Thought it worth bumping again as 13 more members have voted on the equavalent Beethoven 9th Symphony poll. Perhaps you missed this.

Beethoven currently fairing better at 14.29% (WTC 11.27%).


----------



## EmperorOfIceCream (Jan 3, 2020)

Hot-take: WTC is not Bach's best keyboard composition. His suites, in particular the Six Partitas, show much more range of expression and style, and have much better drama. The prelude-fugue 48 times rule is very constraining, and thus I think the Partitas are much richer and powerful -- they can stand along with Beethoven sonatas or Chopin preludes as being grand and emotionally affecting. I think that WTC belongs more towards the category of Art of Fugue: beautiful and amazing, but more of a formal and structural beauty than a dramatic one.


----------



## Eclectic Al (Apr 23, 2020)

janxharris said:


> Thought it worth bumping again as 13 more members have voted on the equavalent Beethoven 9th Symphony poll. Perhaps you missed this.
> 
> Beethoven currently fairing better at 14.29% (WTC 11.27%).


It's not even my favourite Beethoven symphony. Maybe my 4th favourite Beethoven symphony.


----------



## Jacck (Dec 24, 2017)

EmperorOfIceCream said:


> Hot-take: WTC is not Bach's best keyboard composition. His suites, in particular the Six Partitas, show much more range of expression and style, and have much better drama. The prelude-fugue 48 times rule is very constraining, and thus I think the Partitas are much richer and powerful -- they can stand along with Beethoven sonatas or Chopin preludes as being grand and emotionally affecting. I think that WTC belongs more towards the category of Art of Fugue: beautiful and amazing, but more of a formal and structural beauty than a dramatic one.


I agree with this. The 3 keyboard suites are all superior to the WTC. The most akin to WTC are the French suites. The Partitas and English suites are more complex than the WTC. If I should chose between WTC and the 3 suites, I would take the suites


----------



## Eclectic Al (Apr 23, 2020)

Jacck said:


> I agree with this. The 3 keyboard suites are all superior to the WTC. The most akin to WTC are the French suites. The Partitas and English suites are more complex than the WTC. If I should chose between WTC and the 3 suites, I would take the suites


I don't want to say anything to criticise the suites, especially the English suites. However, I suppose I must prefer formal and structural beauty over drama. Perhaps that why I prefer Bach to Beethoven (again, without saying anything to criticise Beethoven).


----------



## Allegro Con Brio (Jan 3, 2020)

I think the suites, in particular the six partitas, get overshadowed by the WTC which is a tremendous shame as they contain some remarkable music. However, that in no way ought to diminish the kaleidoscopic creativity and variety of the WTC.

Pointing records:

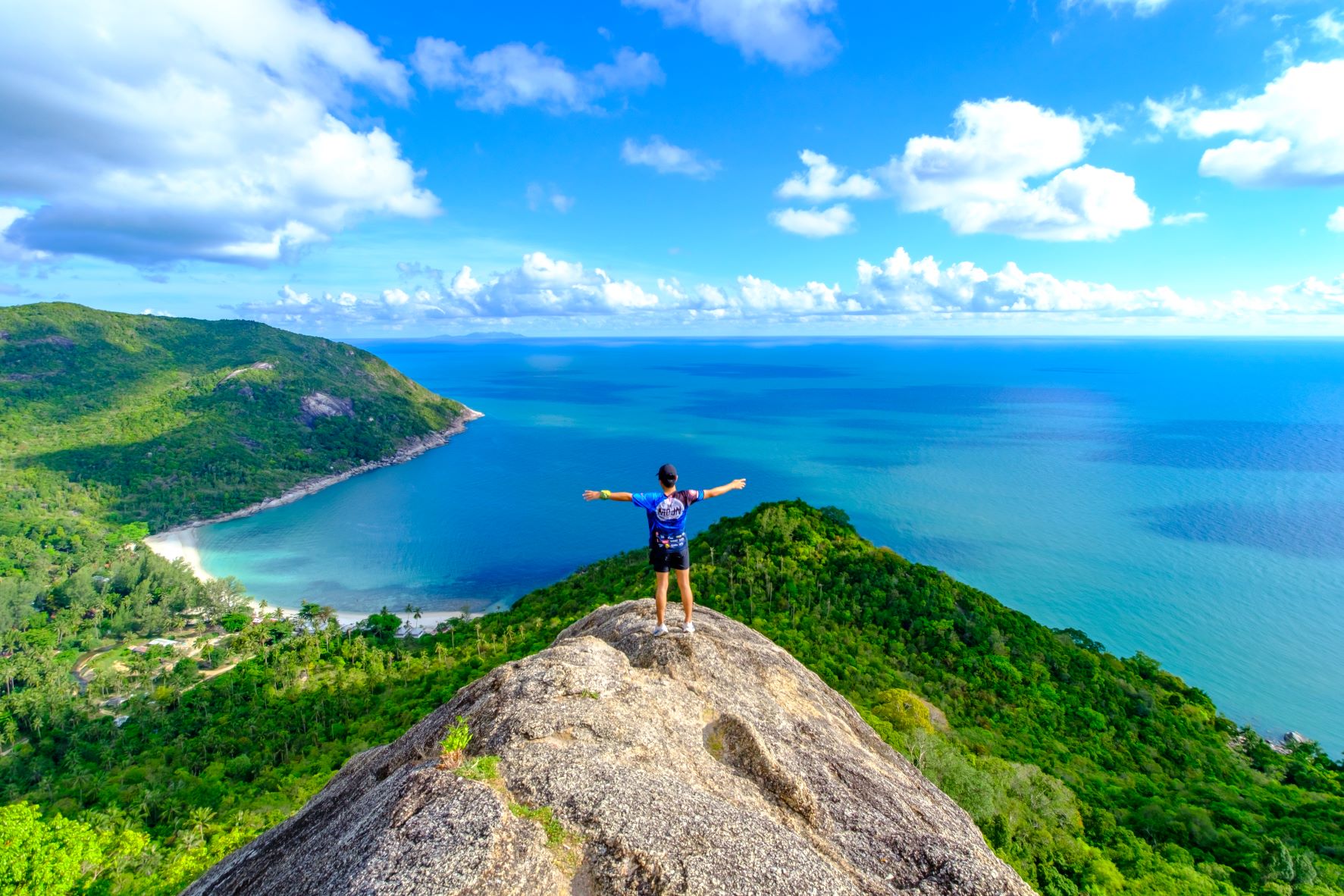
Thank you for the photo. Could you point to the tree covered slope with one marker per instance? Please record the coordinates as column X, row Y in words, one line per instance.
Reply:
column 167, row 419
column 1088, row 772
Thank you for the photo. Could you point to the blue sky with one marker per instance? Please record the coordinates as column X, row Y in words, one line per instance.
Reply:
column 700, row 167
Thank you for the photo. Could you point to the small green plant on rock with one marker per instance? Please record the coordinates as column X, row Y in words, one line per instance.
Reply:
column 546, row 819
column 480, row 769
column 453, row 744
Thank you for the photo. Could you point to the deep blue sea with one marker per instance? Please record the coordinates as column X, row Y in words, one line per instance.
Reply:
column 1184, row 499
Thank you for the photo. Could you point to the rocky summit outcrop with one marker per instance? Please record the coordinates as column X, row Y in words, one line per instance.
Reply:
column 711, row 763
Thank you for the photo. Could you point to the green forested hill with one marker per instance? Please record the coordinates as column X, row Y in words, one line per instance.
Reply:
column 112, row 425
column 165, row 419
column 1089, row 772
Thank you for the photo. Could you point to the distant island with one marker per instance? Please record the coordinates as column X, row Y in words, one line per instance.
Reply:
column 152, row 723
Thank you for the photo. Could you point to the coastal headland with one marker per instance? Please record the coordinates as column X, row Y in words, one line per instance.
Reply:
column 183, row 543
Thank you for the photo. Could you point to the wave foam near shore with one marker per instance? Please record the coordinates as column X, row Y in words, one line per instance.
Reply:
column 182, row 543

▶ **Set of tasks**
**a.** In the forum thread, which of Bach's suites does Jacck call the most akin to the WTC?
**b.** Put the lines of the entries into a Markdown table with the columns Row and Entry line, numbering rows from 1 and leaving out blank lines. Begin at the line that has "Thank you for the photo. Could you point to the blue" and stop after the line that has "column 453, row 744".

▶ **Solutions to the problems**
**a.** The French suites.

**b.**
| Row | Entry line |
|---|---|
| 1 | Thank you for the photo. Could you point to the blue sky with one marker per instance? Please record the coordinates as column X, row Y in words, one line per instance. |
| 2 | Reply: |
| 3 | column 700, row 167 |
| 4 | Thank you for the photo. Could you point to the small green plant on rock with one marker per instance? Please record the coordinates as column X, row Y in words, one line per instance. |
| 5 | Reply: |
| 6 | column 546, row 819 |
| 7 | column 480, row 769 |
| 8 | column 453, row 744 |